Saved data entries:
----------
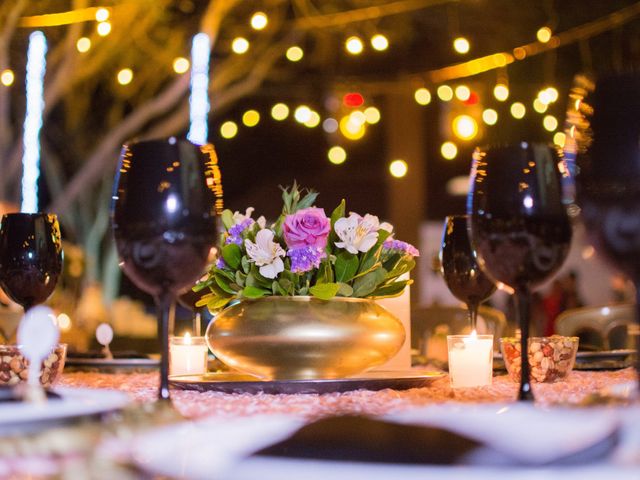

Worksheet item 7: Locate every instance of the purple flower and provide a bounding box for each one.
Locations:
[225,218,254,245]
[215,257,226,269]
[283,207,330,250]
[383,239,420,257]
[287,246,327,273]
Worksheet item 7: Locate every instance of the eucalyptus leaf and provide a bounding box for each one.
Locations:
[309,282,340,300]
[222,243,242,270]
[296,191,319,211]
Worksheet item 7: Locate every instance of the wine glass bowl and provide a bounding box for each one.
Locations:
[440,215,496,329]
[111,138,221,400]
[0,213,63,311]
[468,143,572,400]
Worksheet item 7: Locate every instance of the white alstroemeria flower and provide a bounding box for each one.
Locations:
[244,229,285,279]
[379,222,394,233]
[334,213,380,254]
[232,207,255,225]
[256,216,267,229]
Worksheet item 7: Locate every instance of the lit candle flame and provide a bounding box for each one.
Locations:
[184,332,192,345]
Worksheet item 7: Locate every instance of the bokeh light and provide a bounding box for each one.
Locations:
[304,111,321,128]
[242,110,260,127]
[340,115,366,140]
[389,159,408,178]
[510,102,526,119]
[294,105,312,123]
[453,37,470,54]
[328,146,347,165]
[441,141,458,160]
[414,87,432,105]
[323,118,339,133]
[173,57,190,74]
[364,106,381,124]
[76,37,91,53]
[220,121,238,139]
[345,36,364,55]
[454,85,471,101]
[371,34,389,51]
[543,115,558,131]
[271,103,289,121]
[232,37,250,54]
[437,85,454,101]
[537,26,552,43]
[452,115,478,140]
[482,108,498,125]
[286,46,304,62]
[553,132,566,147]
[533,98,548,113]
[95,8,109,22]
[1,69,14,86]
[250,12,268,30]
[117,68,133,85]
[97,21,111,36]
[493,84,509,101]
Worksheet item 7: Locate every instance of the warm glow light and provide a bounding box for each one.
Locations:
[232,37,249,54]
[96,21,111,36]
[482,108,498,125]
[389,159,408,178]
[271,103,289,121]
[553,131,566,147]
[364,106,381,124]
[250,12,268,30]
[76,37,91,53]
[441,141,458,160]
[546,87,559,102]
[286,46,304,62]
[493,84,509,101]
[414,87,432,105]
[537,26,552,43]
[323,118,338,133]
[340,115,366,140]
[220,121,238,139]
[350,110,366,125]
[371,34,389,51]
[538,87,559,105]
[345,36,364,55]
[242,110,260,127]
[510,102,526,119]
[173,57,190,74]
[543,115,558,131]
[1,69,14,86]
[454,85,471,101]
[95,7,109,22]
[304,111,321,128]
[294,106,312,123]
[437,85,453,102]
[57,313,72,331]
[328,146,347,164]
[533,98,548,113]
[452,115,478,140]
[453,37,470,54]
[117,68,133,85]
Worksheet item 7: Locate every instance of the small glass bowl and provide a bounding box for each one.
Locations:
[500,336,579,383]
[0,344,67,387]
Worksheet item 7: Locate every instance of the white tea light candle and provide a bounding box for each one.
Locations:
[447,333,493,388]
[170,333,208,376]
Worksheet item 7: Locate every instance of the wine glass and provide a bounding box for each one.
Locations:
[0,213,63,312]
[468,143,572,401]
[440,215,496,330]
[111,138,221,401]
[576,72,640,395]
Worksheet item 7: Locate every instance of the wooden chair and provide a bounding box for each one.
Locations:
[555,303,635,351]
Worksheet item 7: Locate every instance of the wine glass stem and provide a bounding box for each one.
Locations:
[514,290,534,401]
[157,295,173,401]
[467,302,479,331]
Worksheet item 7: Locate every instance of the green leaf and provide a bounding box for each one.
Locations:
[206,296,234,312]
[309,282,340,300]
[335,252,359,283]
[249,266,273,288]
[221,243,242,270]
[242,286,268,299]
[241,256,250,274]
[353,267,387,297]
[221,209,234,229]
[296,191,319,211]
[371,280,411,299]
[336,282,354,297]
[330,199,346,227]
[214,274,237,295]
[278,278,294,295]
[235,271,246,288]
[315,260,334,284]
[386,258,416,281]
[216,268,236,283]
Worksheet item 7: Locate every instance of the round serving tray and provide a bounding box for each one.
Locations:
[169,370,444,395]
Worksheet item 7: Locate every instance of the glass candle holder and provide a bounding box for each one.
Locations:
[447,334,493,388]
[169,334,208,376]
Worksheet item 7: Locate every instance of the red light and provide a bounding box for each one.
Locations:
[464,92,479,105]
[343,93,364,107]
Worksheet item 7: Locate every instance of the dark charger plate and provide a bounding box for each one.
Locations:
[169,370,444,395]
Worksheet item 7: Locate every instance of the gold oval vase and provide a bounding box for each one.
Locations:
[206,296,405,380]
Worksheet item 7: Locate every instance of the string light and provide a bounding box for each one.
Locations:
[21,31,47,213]
[328,146,347,165]
[546,87,559,102]
[95,7,109,22]
[96,21,111,36]
[294,106,312,123]
[220,121,238,139]
[543,115,558,131]
[187,33,211,145]
[533,98,548,113]
[304,111,321,128]
[482,108,498,125]
[453,37,470,54]
[454,85,471,101]
[364,106,381,124]
[173,57,190,74]
[537,26,552,43]
[1,69,14,86]
[340,115,366,140]
[117,68,133,85]
[242,110,260,127]
[553,132,566,147]
[414,87,432,105]
[271,103,289,121]
[437,85,453,101]
[371,34,389,51]
[345,36,364,55]
[76,37,91,53]
[232,37,249,54]
[510,102,526,119]
[452,115,478,140]
[250,12,268,30]
[441,142,458,160]
[493,84,509,101]
[322,118,339,133]
[286,46,304,62]
[389,159,408,178]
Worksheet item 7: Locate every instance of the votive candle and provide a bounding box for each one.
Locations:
[447,333,493,388]
[169,333,208,376]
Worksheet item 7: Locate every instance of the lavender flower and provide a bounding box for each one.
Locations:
[287,246,327,273]
[225,218,254,245]
[383,239,420,257]
[215,257,226,269]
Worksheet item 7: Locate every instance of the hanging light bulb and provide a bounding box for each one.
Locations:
[453,37,470,54]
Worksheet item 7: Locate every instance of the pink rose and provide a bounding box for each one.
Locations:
[283,207,331,249]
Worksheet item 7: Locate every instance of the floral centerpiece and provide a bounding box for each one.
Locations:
[195,183,419,311]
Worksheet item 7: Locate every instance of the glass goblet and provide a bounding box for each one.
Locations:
[0,213,63,312]
[111,138,221,401]
[468,143,572,401]
[440,214,496,330]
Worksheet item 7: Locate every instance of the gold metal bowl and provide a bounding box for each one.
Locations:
[206,296,405,380]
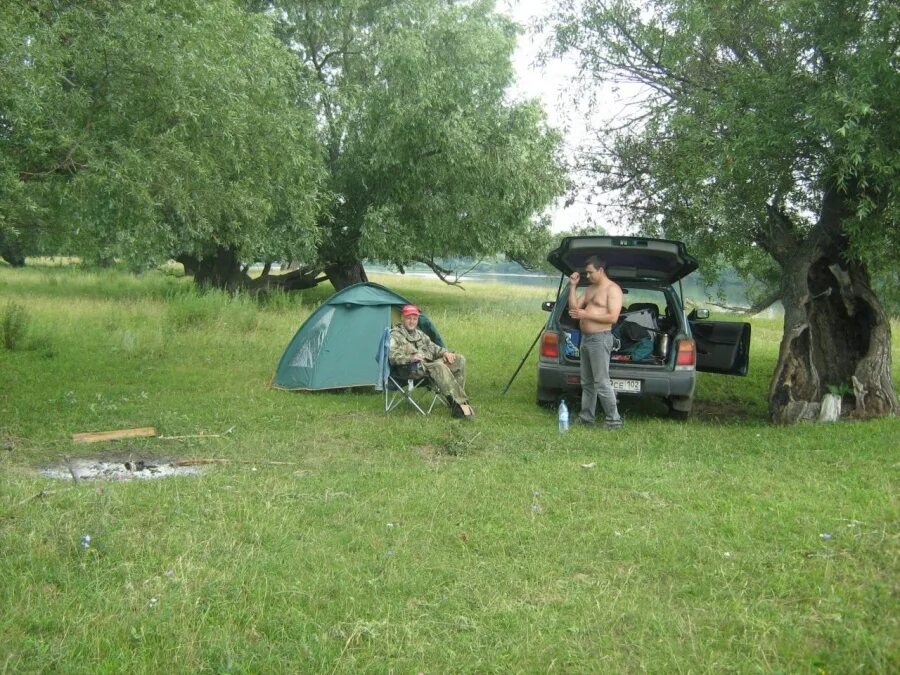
----------
TASK ITEM. One exact copy of the data is required, and it should hold no pictures.

RESPONSE FOR THIS EXERCISE.
Worksheet item 7: Locate every instance of the purple flower and provide a bounding box for each one.
Locations:
[225,218,254,245]
[215,257,226,269]
[283,207,330,250]
[383,239,420,257]
[287,246,327,273]
Worksheet item 7: Locate every instance of the eucalyptus leaf and provide a bounding box for each one.
Locations:
[309,282,340,300]
[222,243,242,270]
[296,191,319,211]
Worksheet item 7: Locate every instance of the wine glass bowl and provide a bounding box for each one.
Locations:
[440,215,496,329]
[111,138,221,400]
[0,213,63,311]
[468,143,572,400]
Worksheet item 7: Locate every instance of the white alstroemeria flower and provide a bounding box for each one.
Locations:
[244,229,285,279]
[379,222,394,233]
[334,213,380,254]
[232,207,255,225]
[256,216,267,229]
Worksheet item 7: Locate every instance of the lit candle flame and provide a bounding box for each one.
Locations:
[184,332,192,345]
Worksheet item 7: Locate every instance of the bokeh light and provide a bounding box for each one.
Locations:
[304,111,321,128]
[242,110,260,127]
[340,115,366,140]
[389,159,408,178]
[510,102,526,119]
[294,105,312,123]
[453,37,470,54]
[328,146,347,165]
[441,141,458,160]
[414,87,432,105]
[323,118,339,133]
[173,57,190,74]
[364,106,381,124]
[76,37,91,53]
[220,121,238,139]
[345,36,364,55]
[454,85,471,101]
[371,34,389,51]
[543,115,558,131]
[271,103,289,121]
[232,37,250,54]
[437,85,454,101]
[537,26,552,43]
[452,115,478,140]
[482,108,498,125]
[286,46,304,62]
[553,132,566,147]
[533,98,548,113]
[95,8,109,22]
[1,69,14,86]
[250,12,268,30]
[117,68,133,85]
[97,21,111,36]
[493,84,509,101]
Worksheet item 7: Locate every instance of the warm glow light and provide a bounding box for each one.
Locations:
[232,37,249,54]
[96,21,111,36]
[482,108,498,125]
[389,159,408,178]
[271,103,289,121]
[553,131,566,147]
[364,106,381,124]
[250,12,268,30]
[76,37,91,53]
[441,141,458,160]
[546,87,559,102]
[286,46,304,62]
[493,84,509,101]
[414,87,432,105]
[537,26,552,43]
[323,118,338,133]
[340,115,366,140]
[220,121,238,139]
[350,110,366,125]
[371,34,389,51]
[538,87,559,105]
[345,36,364,55]
[242,110,260,127]
[510,102,526,119]
[173,57,190,74]
[543,115,558,131]
[1,69,14,86]
[454,85,471,101]
[95,7,109,22]
[304,111,321,128]
[294,106,312,123]
[437,85,453,102]
[57,313,72,331]
[328,146,347,164]
[533,98,548,113]
[452,115,478,140]
[453,37,470,54]
[117,68,133,85]
Worksheet item 7: Locate every instance of the small glass bowl and provide a bounding box for each one.
Locations:
[500,336,579,383]
[0,344,67,387]
Worksheet item 7: Locate every instance of the white tea light candle and provide a bounding box for each one.
Locations:
[447,333,493,388]
[170,333,208,376]
Worksheet item 7: Locate every instance of the wine glass and provide a bounding box for each one.
Locations:
[0,213,63,312]
[468,143,572,401]
[440,215,496,330]
[111,138,221,401]
[576,72,640,395]
Worksheet item 7: Locate every instance of the wooden chair and provide a bounding box for each one.
Locations:
[555,303,635,351]
Worksheet item 7: Locate every instance of the wine glass stem and provide a bounding box for each one.
Locations:
[514,290,534,401]
[157,295,173,401]
[467,302,479,331]
Worksheet item 7: Locate every instance of the green leaf and provide a bounding box for each one.
Locations:
[206,296,234,312]
[309,282,340,300]
[335,252,359,283]
[249,266,273,288]
[221,243,242,270]
[242,286,268,299]
[241,256,250,274]
[353,267,387,297]
[221,209,234,229]
[296,191,319,211]
[371,280,411,299]
[336,282,354,297]
[330,199,346,227]
[214,274,237,295]
[278,278,294,295]
[235,271,246,288]
[315,260,334,284]
[386,258,416,281]
[216,268,236,283]
Worksheet item 7: Locate every instance of the round serving tray and provide a bounding box for each one.
Locations:
[169,370,444,395]
Worksheet item 7: Locate every instance of the glass candle holder and provide a bounding box for each one.
Locations:
[447,334,493,388]
[169,334,208,376]
Worksheet item 7: Locate every instance of the red light and provide a bounding box for each one.
Locations:
[464,92,479,105]
[343,93,364,107]
Worksheet item 7: Locate every instance of the dark charger plate and provide a bounding box for each one.
Locations:
[169,370,444,395]
Worksheet item 7: Locate every instance of the gold oval vase and provide a bounding box for each one.
Locations:
[206,296,405,380]
Worksheet item 7: Locate every instance of the string light and provide a bounding box for each one.
Locations:
[21,31,47,213]
[328,146,347,165]
[546,87,559,102]
[95,7,109,22]
[96,21,111,36]
[294,106,312,123]
[220,121,238,139]
[543,115,558,131]
[187,33,211,145]
[533,98,548,113]
[304,111,321,128]
[482,108,498,125]
[453,37,470,54]
[454,85,471,101]
[364,106,381,124]
[173,57,190,74]
[537,26,552,43]
[1,69,14,86]
[340,115,366,140]
[117,68,133,85]
[242,110,260,127]
[553,132,566,147]
[414,87,432,105]
[271,103,289,121]
[437,85,453,101]
[371,34,389,51]
[345,36,364,55]
[76,37,91,53]
[232,37,249,54]
[510,102,526,119]
[452,115,478,140]
[250,12,268,30]
[441,142,458,160]
[493,84,509,101]
[322,118,339,133]
[286,46,304,62]
[389,159,408,178]
Worksheet item 7: Locate every instance of the votive candle and provide a bounding box for each one.
Locations:
[447,333,493,388]
[169,333,208,376]
Worksheet item 7: Locate every instance of the lavender flower and provide a bounding box for each one.
Locations:
[287,246,327,273]
[225,218,254,245]
[383,239,420,257]
[215,257,226,269]
Worksheet item 7: Locate every instance of the hanging light bulb and provide a bounding box for each one.
Locations:
[453,37,470,54]
Worksheet item 7: Locate every instance of the pink rose and provide a bounding box for each one.
Locations:
[283,207,331,249]
Worksheet item 7: Locate every instance of the floral centerpiece and provide a bounding box for each one.
Locations:
[195,183,419,311]
Worksheet item 7: Locate every instance of the glass goblet and provide a bounding box for each one.
Locations:
[0,213,63,312]
[111,138,221,401]
[468,143,572,401]
[440,214,496,330]
Worksheet item 7: Locate every instance of the gold metal bowl and provide a bounding box for each one.
Locations:
[206,296,405,380]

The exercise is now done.